## TASK MATERIAL
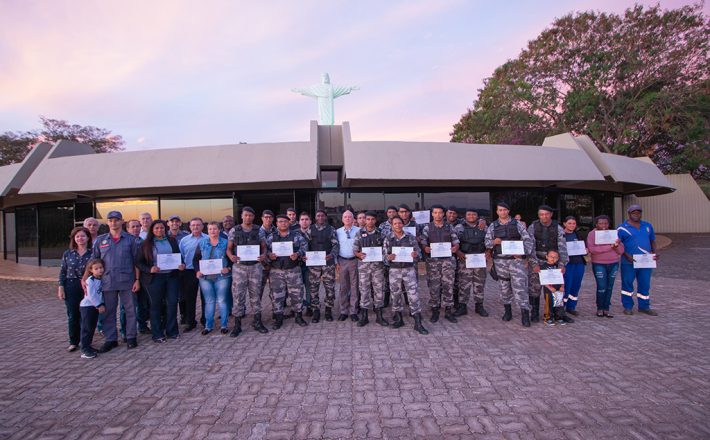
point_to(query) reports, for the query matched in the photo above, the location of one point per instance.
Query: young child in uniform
(91, 306)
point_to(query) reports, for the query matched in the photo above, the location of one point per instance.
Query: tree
(14, 146)
(637, 84)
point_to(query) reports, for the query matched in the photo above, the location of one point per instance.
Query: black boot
(480, 310)
(397, 320)
(508, 315)
(237, 328)
(380, 319)
(363, 318)
(299, 319)
(258, 325)
(418, 324)
(525, 316)
(434, 314)
(449, 315)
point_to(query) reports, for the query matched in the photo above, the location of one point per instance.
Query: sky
(166, 74)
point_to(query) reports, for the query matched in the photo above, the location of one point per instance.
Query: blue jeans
(604, 274)
(216, 291)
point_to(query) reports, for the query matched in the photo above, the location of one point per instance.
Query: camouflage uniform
(441, 271)
(472, 240)
(323, 238)
(371, 275)
(247, 275)
(512, 273)
(285, 274)
(403, 276)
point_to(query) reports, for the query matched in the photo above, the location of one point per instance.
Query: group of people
(153, 269)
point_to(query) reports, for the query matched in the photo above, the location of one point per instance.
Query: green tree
(637, 84)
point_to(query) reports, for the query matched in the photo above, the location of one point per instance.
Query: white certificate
(211, 267)
(608, 236)
(475, 261)
(315, 258)
(403, 254)
(644, 261)
(248, 252)
(169, 261)
(282, 248)
(422, 217)
(576, 247)
(440, 250)
(512, 247)
(551, 276)
(372, 254)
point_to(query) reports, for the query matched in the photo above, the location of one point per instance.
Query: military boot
(363, 318)
(418, 324)
(380, 319)
(237, 328)
(258, 325)
(508, 315)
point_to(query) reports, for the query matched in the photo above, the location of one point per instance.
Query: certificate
(512, 247)
(551, 276)
(315, 258)
(475, 261)
(169, 261)
(576, 247)
(211, 267)
(372, 254)
(440, 250)
(607, 236)
(249, 252)
(403, 254)
(422, 217)
(282, 248)
(644, 261)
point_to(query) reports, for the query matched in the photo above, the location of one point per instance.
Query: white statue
(325, 93)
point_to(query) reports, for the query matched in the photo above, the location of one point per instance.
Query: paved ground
(629, 377)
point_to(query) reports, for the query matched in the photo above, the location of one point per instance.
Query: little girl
(91, 306)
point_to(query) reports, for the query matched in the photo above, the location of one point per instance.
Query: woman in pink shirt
(605, 264)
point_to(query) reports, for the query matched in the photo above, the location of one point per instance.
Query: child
(91, 306)
(554, 293)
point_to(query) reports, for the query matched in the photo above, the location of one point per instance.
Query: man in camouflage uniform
(285, 275)
(323, 238)
(472, 241)
(246, 275)
(511, 271)
(370, 274)
(403, 275)
(547, 235)
(440, 270)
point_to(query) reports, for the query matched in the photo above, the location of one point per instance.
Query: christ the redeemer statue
(325, 93)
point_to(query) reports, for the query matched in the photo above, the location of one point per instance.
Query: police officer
(440, 270)
(472, 241)
(246, 275)
(510, 269)
(547, 235)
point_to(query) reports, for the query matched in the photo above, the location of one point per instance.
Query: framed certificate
(249, 252)
(169, 261)
(372, 254)
(644, 261)
(440, 250)
(475, 261)
(211, 267)
(576, 247)
(608, 236)
(315, 258)
(403, 254)
(551, 276)
(512, 247)
(282, 248)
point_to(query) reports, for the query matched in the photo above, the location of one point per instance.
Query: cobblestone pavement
(633, 377)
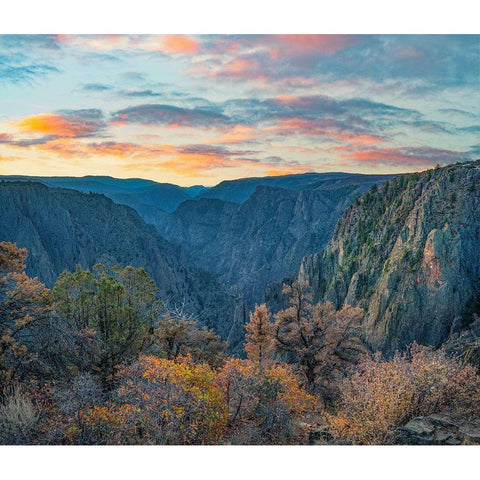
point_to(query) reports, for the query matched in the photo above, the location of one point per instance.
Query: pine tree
(259, 339)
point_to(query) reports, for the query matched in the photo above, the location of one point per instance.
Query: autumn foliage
(263, 403)
(383, 395)
(98, 361)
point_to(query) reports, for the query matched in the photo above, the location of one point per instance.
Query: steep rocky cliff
(264, 238)
(61, 228)
(409, 253)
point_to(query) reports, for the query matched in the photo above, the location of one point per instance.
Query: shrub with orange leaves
(25, 307)
(162, 401)
(263, 403)
(383, 395)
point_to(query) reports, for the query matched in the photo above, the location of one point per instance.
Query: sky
(199, 109)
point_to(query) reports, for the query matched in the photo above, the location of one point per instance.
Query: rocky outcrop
(439, 429)
(62, 228)
(264, 238)
(409, 254)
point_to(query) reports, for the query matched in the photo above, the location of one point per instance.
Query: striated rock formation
(439, 429)
(409, 254)
(264, 238)
(62, 228)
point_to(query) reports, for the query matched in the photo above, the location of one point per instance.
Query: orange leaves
(25, 303)
(177, 402)
(259, 344)
(250, 389)
(384, 395)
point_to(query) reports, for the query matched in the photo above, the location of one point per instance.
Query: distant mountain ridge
(250, 244)
(62, 227)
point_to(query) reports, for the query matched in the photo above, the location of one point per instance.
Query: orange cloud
(237, 134)
(179, 44)
(58, 125)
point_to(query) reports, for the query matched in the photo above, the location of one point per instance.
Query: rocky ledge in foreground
(439, 429)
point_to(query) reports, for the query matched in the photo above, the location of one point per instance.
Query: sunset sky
(201, 109)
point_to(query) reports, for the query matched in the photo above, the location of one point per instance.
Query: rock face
(439, 429)
(264, 238)
(409, 254)
(62, 228)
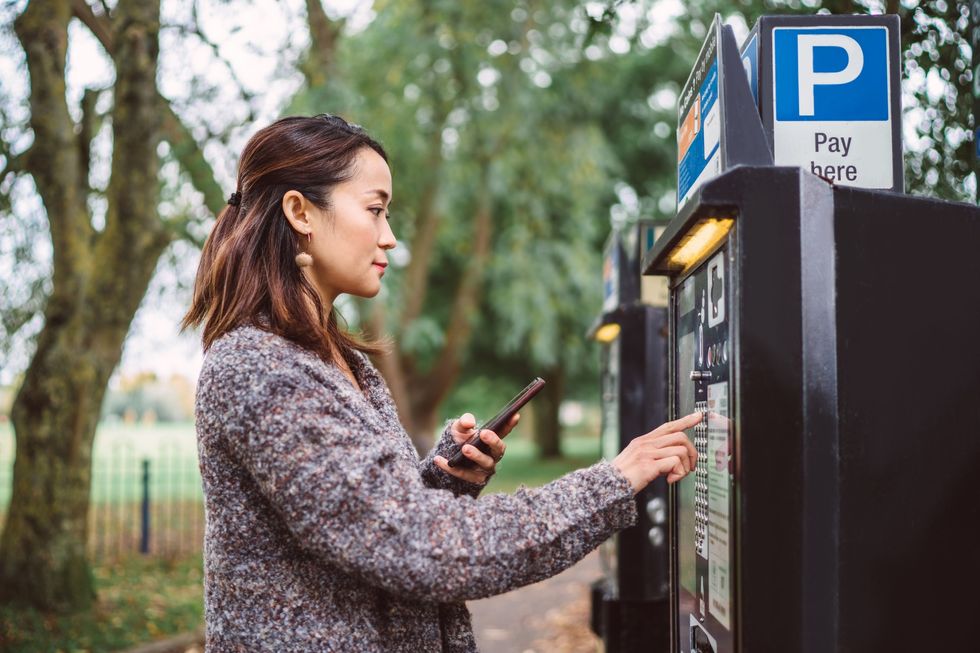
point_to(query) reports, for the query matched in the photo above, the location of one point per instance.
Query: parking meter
(826, 335)
(630, 609)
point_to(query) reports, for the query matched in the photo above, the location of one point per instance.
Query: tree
(486, 165)
(100, 275)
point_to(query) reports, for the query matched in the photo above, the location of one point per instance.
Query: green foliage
(521, 465)
(140, 600)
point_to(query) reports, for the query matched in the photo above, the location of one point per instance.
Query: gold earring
(303, 259)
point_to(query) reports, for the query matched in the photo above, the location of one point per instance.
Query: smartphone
(497, 422)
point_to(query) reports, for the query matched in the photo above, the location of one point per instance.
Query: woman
(325, 532)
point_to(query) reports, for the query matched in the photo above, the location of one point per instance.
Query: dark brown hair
(248, 273)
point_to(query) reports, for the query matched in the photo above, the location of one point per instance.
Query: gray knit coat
(324, 530)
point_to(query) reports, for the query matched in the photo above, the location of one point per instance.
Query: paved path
(548, 617)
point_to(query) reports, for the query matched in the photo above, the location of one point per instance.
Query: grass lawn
(140, 600)
(145, 599)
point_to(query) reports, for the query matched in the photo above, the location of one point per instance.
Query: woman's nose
(387, 239)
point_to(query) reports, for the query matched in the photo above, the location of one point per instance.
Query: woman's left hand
(484, 465)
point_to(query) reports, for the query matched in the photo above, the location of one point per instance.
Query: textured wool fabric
(324, 530)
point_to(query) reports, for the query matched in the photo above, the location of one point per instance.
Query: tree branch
(100, 26)
(324, 34)
(185, 148)
(443, 374)
(424, 239)
(134, 237)
(87, 130)
(53, 158)
(14, 163)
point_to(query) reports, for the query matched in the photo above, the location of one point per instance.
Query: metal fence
(146, 495)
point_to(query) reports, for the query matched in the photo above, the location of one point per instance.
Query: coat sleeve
(347, 495)
(434, 477)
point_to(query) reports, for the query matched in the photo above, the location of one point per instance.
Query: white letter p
(808, 78)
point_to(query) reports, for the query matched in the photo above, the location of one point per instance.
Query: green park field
(132, 608)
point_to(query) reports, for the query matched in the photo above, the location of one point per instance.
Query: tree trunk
(547, 427)
(99, 281)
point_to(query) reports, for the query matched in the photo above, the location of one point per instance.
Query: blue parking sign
(834, 74)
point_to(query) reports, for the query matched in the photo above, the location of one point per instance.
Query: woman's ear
(296, 208)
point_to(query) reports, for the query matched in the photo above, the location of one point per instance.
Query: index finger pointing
(681, 424)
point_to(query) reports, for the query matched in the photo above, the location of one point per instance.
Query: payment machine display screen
(704, 561)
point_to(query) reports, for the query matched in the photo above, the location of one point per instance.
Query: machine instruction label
(699, 123)
(719, 496)
(832, 108)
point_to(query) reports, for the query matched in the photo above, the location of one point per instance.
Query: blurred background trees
(518, 130)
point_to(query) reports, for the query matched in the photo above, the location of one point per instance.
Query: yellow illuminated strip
(607, 333)
(700, 239)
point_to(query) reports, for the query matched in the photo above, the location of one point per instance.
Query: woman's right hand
(664, 450)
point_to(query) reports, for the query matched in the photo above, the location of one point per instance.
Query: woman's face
(350, 239)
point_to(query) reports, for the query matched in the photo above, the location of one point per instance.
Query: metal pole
(975, 46)
(145, 510)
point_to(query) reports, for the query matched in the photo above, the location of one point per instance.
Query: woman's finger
(671, 439)
(497, 446)
(509, 426)
(679, 451)
(681, 424)
(672, 467)
(467, 474)
(478, 457)
(463, 427)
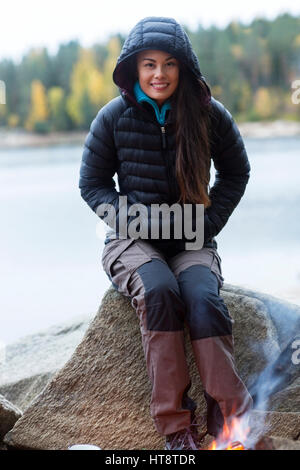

## WORK INSTRUCTION
Give again the lines from the line that contains "Query: metal pole" through the last line of the material above, exactly and with both ends included. Omit the pictures.

## RESPONSE BOX
Query: metal pole
(975, 46)
(145, 510)
point_to(query) reports, for the query matched in the photo above, the location of one point per instance.
Query: woman's finger
(671, 439)
(497, 446)
(509, 426)
(679, 451)
(681, 424)
(672, 467)
(467, 474)
(478, 457)
(463, 427)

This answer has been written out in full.